### EXTRAIT CHOISI

COURRIER DES LIBERTÉS SOCIALES
JEUDI 6 JUIN 2002
FACE AU VENT RÉFORMATEUR DE BRUXELLES
Le barreur Raffarin tiendra-t-il la barre ?
Nous voici encore interpellés, ce 6 juin, par une première page du Figaro. L'article reproduit un entretien avec le Premier ministre M. Raffarin et phrase décisive devient un gros titre : "Je réformerai car je suis un homme libre."
Évidemment, de telles déclarations doivent être situées dans leur contexte. Nous sommes à 3 jours d'un scrutin. Les sondages tendent à prédire une victoire plutôt confortable pour la droite. Elle est créditée de 40 points contre 34. C'est un écart considérable. C'est aussi, ou ce serait, un score énorme, compte tenu de la dispersion des candidatures et du désordre des investitures. En même temps le chef du gouvernement est lui-même affecté d'un taux record, 64 % d'opinion favorables.
En Auvergne, terroir identitaire décisif depuis Vercingétorix, M. Raffarin lui-même Poitevin "mais" marié à une Auvergnate, a reçu de Giscard d'Estaing le label pompidolien le plus faltteur. Et on ne peut que rapprocher ces congratulations des excommunications majeures lancées par la camarade Voynet, pour qui Raffarin représente le programme le plus à droite depuis Pompidou. (1)
Tout cela sonne étrangement. Rêve des uns, cauchemar des autres. Il serait bon de remettre les choses à l'endroit afin de raison garder. Telle fut dans notre pays la devise royale, il y a bien longtemps, quelque 300 ans avant l'invention de l'État-nation.
Sans doute ! Sans doute ! M. Raffarin traîna ses guêtres du côté d'Idées Action. Ministre du Commerce, de l'Artisanat et des Entreprises, il y succéda en 1995 à Alain Madelin. En celui-ci on voyait le chef de file des réformateurs, et il fut nommé ministre éphémère des Finances d'un septennat annoncé pour libérateur. Demeuré au Commerce jusqu'en 1997, M. Raffarin produisit lui-même un texte de loi qui porte son nom. C'est une loi dirigée contre les grandes surfaces, une loi comme les aiment certaines chambres de commerce. Mais la réforme des institutions consulaires, aujourd'hui réclamée par les chambres elles-mêmes, attendra encore au moins la prochaine législature.
Or, depuis 20 ans une réforme simple et nécessaire de ces chambres se trouve inexplicablement bloquée. Il s'agirait de la démocratisation du mode de scrutin, qui supposerait, simplement, l'apposition de la signature du ministre du Commerce et de l'Artisanat et du ministre de l'industrie. Inexplicablement l'encre en est demeurée sèche.

######
### LIGNES DE DONNÉES

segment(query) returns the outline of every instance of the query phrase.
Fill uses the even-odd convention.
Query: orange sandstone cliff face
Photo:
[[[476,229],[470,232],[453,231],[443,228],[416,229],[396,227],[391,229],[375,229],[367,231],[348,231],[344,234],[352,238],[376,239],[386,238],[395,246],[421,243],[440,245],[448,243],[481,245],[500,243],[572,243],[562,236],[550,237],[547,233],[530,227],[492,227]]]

######
### LIGNES DE DONNÉES

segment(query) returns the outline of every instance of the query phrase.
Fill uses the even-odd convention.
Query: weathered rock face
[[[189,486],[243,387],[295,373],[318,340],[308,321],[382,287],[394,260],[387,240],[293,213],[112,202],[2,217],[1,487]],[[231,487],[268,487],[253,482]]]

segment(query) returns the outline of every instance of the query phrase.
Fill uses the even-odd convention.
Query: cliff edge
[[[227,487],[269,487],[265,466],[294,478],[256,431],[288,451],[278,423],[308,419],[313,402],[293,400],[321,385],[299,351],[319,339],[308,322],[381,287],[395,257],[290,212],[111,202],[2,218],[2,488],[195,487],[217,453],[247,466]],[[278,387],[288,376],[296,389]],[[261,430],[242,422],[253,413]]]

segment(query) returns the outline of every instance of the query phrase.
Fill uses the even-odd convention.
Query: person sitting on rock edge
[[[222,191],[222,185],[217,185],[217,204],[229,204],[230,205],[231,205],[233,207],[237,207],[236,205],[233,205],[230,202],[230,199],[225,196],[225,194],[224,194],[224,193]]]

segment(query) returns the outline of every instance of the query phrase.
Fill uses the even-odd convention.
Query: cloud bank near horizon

######

Résumez en deux phrases le texte sur M. Raffarin. Les données ne servent à rien dans cet exercice.

À trois jours d'un scrutin où les sondages donnent la droite gagnante, Le Figaro publie un entretien dans lequel M. Raffarin, crédité de 64 % d'opinions favorables, déclare qu'il réformera car il est un homme libre. Ministre du Commerce de 1995 à 1997, il a produit une loi portant son nom et dirigée contre les grandes surfaces, mais la démocratisation du mode de scrutin des chambres de commerce reste bloquée depuis 20 ans, alors qu'elle ne supposerait que la signature de deux ministres.